■ DOCUMENT:
Syrian regime accused of massacre of 200 civilians in Daraya

Syrian regime accused of massacre of 200 civilians in Daraya:
Opposition claims government forces killed many by close-range execution after storming town south-west of Damascus
Syrian government troops have been accused of a massacre of civilians in Daraya, a town on the outskirts of Damascus which the regime retook from rebels on Saturday.
The Local Co-ordination Committees (LCC), an opposition network, claimed more than 200 bodies had been found in the working-class Sunni community south-west of the capital, and activists circulated a video appearing to show dozens of bodies, mostly of young men, lined up in dimly lit rooms, described in the commentary as being in the town's Abu Suleiman al-Durani mosque.
The government portrayed the attack as a counter-terrorism operation. "Our heroic armed forces cleansed Daraya from remnants of armed terrorist groups," the state news agency said.

■ GIVEN EXERCISE 1:
Translate this sentence from the Daraya report into Spanish: "Syrian government troops have been accused of a massacre of civilians in Daraya, a town on the outskirts of Damascus which the regime retook from rebels on Saturday."
■ GIVEN EXERCISE 2:
Answer these questions from the Daraya report:
(a) On what day did the regime retake Daraya from rebels?
(b) In the video commentary, which mosque are the rooms said to be in?
(c) Who said, "Our heroic armed forces cleansed Daraya from remnants of armed terrorist groups"?
■ GIVEN EXERCISE 3:
Write the next part of the news report on the Daraya killings, picking up after its final sentence.

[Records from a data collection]
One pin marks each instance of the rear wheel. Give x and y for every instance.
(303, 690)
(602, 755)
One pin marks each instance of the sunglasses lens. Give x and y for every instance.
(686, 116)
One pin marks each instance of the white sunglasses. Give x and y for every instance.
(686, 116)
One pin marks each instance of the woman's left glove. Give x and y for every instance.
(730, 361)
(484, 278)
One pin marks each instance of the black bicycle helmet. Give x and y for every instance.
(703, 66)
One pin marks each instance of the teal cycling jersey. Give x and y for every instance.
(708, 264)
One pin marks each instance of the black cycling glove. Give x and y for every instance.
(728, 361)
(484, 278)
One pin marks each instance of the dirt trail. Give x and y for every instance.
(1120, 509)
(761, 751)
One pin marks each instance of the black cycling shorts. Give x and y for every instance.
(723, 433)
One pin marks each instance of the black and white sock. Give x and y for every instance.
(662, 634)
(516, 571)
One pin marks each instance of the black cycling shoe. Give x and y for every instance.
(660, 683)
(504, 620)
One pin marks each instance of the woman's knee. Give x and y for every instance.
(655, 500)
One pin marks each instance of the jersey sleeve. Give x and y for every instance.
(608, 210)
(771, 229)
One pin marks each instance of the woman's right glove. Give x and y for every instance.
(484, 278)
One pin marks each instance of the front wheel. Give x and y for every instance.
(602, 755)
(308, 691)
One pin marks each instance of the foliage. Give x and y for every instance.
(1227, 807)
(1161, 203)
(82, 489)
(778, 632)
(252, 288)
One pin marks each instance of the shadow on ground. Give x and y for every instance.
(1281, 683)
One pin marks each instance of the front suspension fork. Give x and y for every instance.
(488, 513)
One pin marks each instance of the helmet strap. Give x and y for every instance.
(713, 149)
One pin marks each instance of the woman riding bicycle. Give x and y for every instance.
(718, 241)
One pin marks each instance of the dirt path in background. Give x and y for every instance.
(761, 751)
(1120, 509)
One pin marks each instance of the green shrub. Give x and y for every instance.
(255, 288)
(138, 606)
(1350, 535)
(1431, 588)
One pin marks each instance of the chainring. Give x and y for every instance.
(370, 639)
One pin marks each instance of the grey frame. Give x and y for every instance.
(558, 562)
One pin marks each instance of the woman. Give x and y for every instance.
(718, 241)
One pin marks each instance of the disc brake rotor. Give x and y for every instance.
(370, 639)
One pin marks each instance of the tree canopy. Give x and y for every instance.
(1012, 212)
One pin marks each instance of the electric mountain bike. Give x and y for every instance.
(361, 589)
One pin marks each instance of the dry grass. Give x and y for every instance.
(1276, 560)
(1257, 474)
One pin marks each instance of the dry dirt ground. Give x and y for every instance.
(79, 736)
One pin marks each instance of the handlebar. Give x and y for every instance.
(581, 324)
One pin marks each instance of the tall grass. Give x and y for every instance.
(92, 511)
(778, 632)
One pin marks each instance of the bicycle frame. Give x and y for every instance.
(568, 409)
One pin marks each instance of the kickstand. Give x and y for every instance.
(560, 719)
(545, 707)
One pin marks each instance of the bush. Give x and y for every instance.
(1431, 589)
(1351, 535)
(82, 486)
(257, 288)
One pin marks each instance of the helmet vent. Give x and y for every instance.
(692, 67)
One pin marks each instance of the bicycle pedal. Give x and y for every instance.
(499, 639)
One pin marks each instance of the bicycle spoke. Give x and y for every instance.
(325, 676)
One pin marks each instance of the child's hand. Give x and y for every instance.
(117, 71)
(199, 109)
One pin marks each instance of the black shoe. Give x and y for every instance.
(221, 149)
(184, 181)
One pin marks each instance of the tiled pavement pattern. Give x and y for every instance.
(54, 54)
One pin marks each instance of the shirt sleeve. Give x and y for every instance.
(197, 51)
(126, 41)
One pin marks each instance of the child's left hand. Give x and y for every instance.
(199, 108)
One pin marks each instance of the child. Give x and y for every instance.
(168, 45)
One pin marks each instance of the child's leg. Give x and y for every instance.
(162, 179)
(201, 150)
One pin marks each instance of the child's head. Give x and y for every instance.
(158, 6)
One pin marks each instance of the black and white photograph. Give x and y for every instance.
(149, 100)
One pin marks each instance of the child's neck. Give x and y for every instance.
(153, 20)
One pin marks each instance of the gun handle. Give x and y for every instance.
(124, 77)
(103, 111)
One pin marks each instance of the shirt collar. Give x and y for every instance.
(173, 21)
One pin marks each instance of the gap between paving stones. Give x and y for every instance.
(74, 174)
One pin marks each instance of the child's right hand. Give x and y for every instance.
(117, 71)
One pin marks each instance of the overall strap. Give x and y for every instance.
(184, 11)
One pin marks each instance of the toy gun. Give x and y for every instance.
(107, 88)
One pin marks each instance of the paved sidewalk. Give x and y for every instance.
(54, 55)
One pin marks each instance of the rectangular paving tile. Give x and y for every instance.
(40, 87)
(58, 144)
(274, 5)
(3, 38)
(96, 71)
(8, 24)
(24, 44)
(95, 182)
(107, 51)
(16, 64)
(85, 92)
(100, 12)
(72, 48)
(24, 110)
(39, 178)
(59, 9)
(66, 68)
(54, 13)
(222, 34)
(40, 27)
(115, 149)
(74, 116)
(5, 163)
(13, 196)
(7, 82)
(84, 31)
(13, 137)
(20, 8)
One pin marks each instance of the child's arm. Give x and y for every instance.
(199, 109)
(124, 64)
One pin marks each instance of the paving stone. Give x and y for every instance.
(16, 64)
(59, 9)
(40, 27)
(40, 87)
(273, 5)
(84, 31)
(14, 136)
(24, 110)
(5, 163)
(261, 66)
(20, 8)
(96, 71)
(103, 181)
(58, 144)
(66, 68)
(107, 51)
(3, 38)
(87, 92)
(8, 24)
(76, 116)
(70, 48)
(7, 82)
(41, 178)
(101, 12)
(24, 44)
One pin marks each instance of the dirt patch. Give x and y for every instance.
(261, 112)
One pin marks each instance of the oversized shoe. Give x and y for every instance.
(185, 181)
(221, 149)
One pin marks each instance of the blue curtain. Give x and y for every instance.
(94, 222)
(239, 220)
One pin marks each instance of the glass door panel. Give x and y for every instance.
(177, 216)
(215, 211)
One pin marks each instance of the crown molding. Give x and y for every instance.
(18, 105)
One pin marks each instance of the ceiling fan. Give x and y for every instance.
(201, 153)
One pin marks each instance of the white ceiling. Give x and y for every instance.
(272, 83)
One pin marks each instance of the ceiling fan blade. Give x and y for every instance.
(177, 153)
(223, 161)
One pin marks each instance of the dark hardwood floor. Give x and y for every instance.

■ OUTPUT 1:
Las tropas del gobierno sirio han sido acusadas de una masacre de civiles en Daraya, una localidad en las afueras de Damasco que el régimen recuperó de manos de los rebeldes el sábado.

■ OUTPUT 2:
(a) Saturday
(b) The Abu Suleiman al-Durani mosque
(c) The state news agency

■ OUTPUT 3:
Britain's foreign office minister for the Middle East, Alistair Burt, said that if the reports were verified, "it would be an atrocity on a new scale, requiring unequivocal condemnation from the entire international community".
The storming of Daraya on Saturday followed three days of heavy bombardment by government tanks and artillery, which the opposition said killed a further 70 people. The offensive appeared to be part of a larger struggle for control of the southern fringe of the capital. Local residents said that government tanks on the Damascus ring road shelled the neighbourhoods of al-Lawwan and Nahr Aisheh late into Saturday night and that there was also heavy fighting in the Ghouta suburbs to the east of the city.
The LCC said forces loyal to President Bashar al-Assad had killed a total of 440 people across Syria on Saturday alone. The Syrian Observatory for Human Rights, a British-based activist group drawing information from a network of monitors across Syria, put the nationwide death toll for the day at 370 including 174 civilians. If confirmed, it is one of the bloodiest days the country has suffered since the anti-Assad revolt broke out in March 2011.
It was impossible to verify such claims because of severe Syrian government restrictions on independent or foreign media coverage. A United Nations report this month into an earlier massacre at Houla found that the indiscriminate attacks against civilian populations and other atrocities were "state policy" and claimed Assad's forces and allied "Shabiha" militia were involved at the highest levels in "gross violation of international human rights".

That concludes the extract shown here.